» Items listed in a dataset:
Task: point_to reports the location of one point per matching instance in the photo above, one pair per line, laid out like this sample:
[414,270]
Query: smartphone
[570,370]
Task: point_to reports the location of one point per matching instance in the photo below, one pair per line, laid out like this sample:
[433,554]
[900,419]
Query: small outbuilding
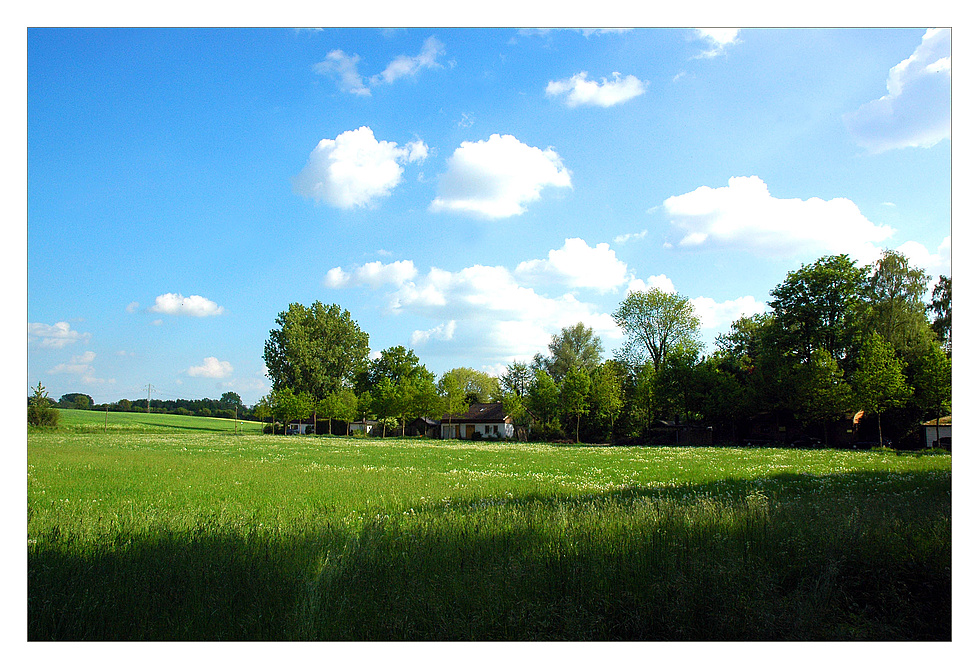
[367,427]
[938,433]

» Task requirements:
Where an entry holds a picture, leave the picture out and output the rest exactly.

» Reply:
Task: point_to reports the location of one point per matching instance in the photo above, one pair per line, laid out like this sample:
[414,270]
Query: smartphone
[570,370]
Task: point_to reports the location of one point per matching instance in the photo below, one pair per line, laid out like this sample:
[433,554]
[900,419]
Query: small outbuilding
[367,427]
[938,433]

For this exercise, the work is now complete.